Will you write out, word for word, every line from the one containing "Task: Expected behaviour is that every instance of the person in" through the end of the records below?

-*-

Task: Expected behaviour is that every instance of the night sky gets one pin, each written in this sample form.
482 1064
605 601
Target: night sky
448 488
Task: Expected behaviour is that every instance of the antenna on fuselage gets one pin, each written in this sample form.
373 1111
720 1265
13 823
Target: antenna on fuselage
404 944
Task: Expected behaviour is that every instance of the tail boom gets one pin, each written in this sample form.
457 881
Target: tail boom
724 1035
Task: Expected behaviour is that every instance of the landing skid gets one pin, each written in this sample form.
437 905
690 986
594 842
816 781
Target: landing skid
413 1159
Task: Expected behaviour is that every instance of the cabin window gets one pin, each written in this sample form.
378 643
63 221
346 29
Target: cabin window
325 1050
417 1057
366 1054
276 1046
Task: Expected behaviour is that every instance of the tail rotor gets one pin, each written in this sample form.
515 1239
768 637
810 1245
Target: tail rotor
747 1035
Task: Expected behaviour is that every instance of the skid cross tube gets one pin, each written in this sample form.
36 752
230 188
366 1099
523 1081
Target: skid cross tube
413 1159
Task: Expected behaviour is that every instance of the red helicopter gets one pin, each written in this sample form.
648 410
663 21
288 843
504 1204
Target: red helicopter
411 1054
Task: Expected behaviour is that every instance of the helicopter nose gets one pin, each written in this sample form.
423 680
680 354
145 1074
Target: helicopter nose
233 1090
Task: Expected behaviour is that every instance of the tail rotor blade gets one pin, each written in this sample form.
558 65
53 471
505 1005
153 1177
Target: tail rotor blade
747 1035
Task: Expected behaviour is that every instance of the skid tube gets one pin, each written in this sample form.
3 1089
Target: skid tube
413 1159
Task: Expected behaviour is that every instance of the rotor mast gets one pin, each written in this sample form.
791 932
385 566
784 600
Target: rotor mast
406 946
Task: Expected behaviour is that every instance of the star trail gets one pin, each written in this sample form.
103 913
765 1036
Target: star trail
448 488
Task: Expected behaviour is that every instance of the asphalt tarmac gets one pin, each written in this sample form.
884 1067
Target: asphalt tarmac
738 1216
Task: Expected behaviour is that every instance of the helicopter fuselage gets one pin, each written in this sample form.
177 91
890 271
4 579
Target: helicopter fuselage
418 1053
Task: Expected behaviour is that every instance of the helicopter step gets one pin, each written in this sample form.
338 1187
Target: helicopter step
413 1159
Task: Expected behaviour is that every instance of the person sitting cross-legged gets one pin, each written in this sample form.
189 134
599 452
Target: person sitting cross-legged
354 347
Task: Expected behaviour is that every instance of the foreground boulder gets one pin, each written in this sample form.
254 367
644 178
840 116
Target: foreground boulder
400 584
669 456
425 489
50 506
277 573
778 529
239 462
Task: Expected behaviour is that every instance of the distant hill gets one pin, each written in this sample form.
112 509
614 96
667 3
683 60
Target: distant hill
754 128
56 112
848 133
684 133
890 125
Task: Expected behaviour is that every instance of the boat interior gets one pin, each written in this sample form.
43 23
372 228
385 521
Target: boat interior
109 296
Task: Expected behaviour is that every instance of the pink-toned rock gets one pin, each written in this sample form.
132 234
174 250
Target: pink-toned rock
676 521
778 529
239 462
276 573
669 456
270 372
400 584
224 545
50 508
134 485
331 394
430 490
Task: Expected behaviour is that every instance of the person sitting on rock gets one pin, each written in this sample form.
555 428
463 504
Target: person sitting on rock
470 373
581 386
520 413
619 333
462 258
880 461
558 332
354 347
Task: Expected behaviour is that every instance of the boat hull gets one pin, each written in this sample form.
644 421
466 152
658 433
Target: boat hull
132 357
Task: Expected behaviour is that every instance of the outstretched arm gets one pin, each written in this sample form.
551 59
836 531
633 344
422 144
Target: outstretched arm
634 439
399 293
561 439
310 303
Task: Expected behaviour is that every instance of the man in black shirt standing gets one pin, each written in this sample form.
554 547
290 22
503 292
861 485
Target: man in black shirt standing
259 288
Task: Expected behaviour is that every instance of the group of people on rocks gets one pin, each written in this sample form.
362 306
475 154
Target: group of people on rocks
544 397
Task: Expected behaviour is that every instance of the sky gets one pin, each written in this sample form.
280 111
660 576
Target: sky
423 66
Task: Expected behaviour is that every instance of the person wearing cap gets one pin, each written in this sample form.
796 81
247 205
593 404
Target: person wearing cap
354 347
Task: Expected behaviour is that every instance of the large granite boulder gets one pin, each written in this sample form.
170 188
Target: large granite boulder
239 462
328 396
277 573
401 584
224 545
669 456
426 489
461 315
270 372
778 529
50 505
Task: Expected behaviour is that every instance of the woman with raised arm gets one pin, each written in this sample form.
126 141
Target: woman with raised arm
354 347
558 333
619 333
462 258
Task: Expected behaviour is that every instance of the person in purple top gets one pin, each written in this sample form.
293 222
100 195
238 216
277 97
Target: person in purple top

-*-

ANSWER TO THE EXERCISE
Task: Expected behaviour is that every instance of the person in purple top gets one pin, each written in this sample form.
293 222
100 195
238 216
277 97
Target: person in purple top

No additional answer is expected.